TEXT SHOWN =>
START

He arrives around 6PM and doesn’t leave until 7AM the following morning. Working off lights he strings around the mural site, Marlon Yanes perseveres in the dark to finish a 91-foot mural for East Palo Alto’s Ravenswood Middle School in time. And while students will be arriving soon, Marlon has another reason for the time crunch: He has to hop a plane for the Pacific Northwest Chalk Fest in Redmond, Washington.
It’s the middle of August when temperatures can soar during the day and construction crews working around the school operate non-stop jackhammers, so a moonlit art session isn’t bothersome for the street painter, muralist and chalkboard artist from Redwood City. Marlon even prefers the solitude of night, painting with only a pair of earbuds in his ears for company. In fact, for ten years while working his 9-to-5 desk job, the nighttime was his domain for exploring his artistic side projects.
For the project at hand, Marlon is restoring a mural depicting smiling faces of students, jigsaw puzzle pieces spelling out the word “respect” and a sky-blue logo of the school. This is a breezy assignment for the adept illustrator who can draw with vivid detail the nuances of a human face or create geometric shapes with chalk on the pavement to create otherworldly, three-dimensional images.
Marlon begins by prepping the wall the same way he learned from his days as a house painter and in order to cover the massive spread, he uses spray paint—a first for the chalk enthusiast. Wrapping up in time for his flight to Washington, Marlon packs all his gear back into his big, black truck and washes the paint off his hands. He officially concludes the process by posting a few photos and a video of the mural onto his Instagram profile.
“Finito” he writes in the post explaining the artwork, a catchphrase he’ll often deploy in posts like these once the paint from a project fully dries.
He may be done with the Ravenswood school piece, but Marlon and his murals are far from finito. He’s painted almost nonstop since leaving his position last summer as the in-house chalk artist and graphic designer for the Northern California region of Whole Foods. Marlon’s work frequently appears in 10- by 10-square-foot boxes at art festivals throughout the Bay Area and he’s been commissioned for art pieces for schools, office walls and even on Redwood City’s utility boxes. With expanding exposure, private clients have begun to reach out via Instagram to hire him for their home projects.

END

EXERCISE 1 =>
In the muralist profile, do the following statements agree with the text? For each, answer yes or no and quote the deciding words. (a) Spray paint was new to Marlon when he used it on the Ravenswood mural. (b) Marlon paints the Ravenswood mural during daylight hours. (c) Marlon left his job with Whole Foods last summer.
EXERCISE 2 =>
Write out everything from "He may be done" down to "their home projects." in the muralist profile, renaming "Ravenswood school piece" as "East Palo Alto mural".

DATA PROVIDED =>
START

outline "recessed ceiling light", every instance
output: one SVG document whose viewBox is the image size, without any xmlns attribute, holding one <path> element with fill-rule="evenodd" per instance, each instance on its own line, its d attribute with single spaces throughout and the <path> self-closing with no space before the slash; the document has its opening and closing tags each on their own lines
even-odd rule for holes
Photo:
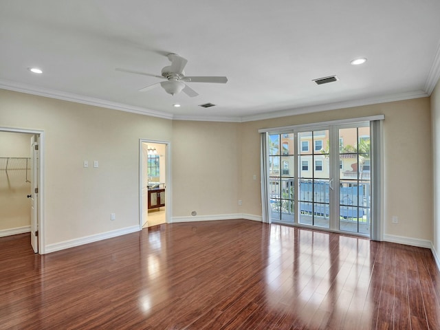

END

RESPONSE 1 =>
(a) Yes: "he uses spray paint—a first for the chalk enthusiast"
(b) No: "He arrives around 6PM and doesn’t leave until 7AM the following morning."
(c) Yes: "since leaving his position last summer as the in-house chalk artist and graphic designer for the Northern California region of Whole Foods"

RESPONSE 2 =>
He may be done with the East Palo Alto mural, but Marlon and his murals are far from finito. He’s painted almost nonstop since leaving his position last summer as the in-house chalk artist and graphic designer for the Northern California region of Whole Foods. Marlon’s work frequently appears in 10- by 10-square-foot boxes at art festivals throughout the Bay Area and he’s been commissioned for art pieces for schools, office walls and even on Redwood City’s utility boxes. With expanding exposure, private clients have begun to reach out via Instagram to hire him for their home projects.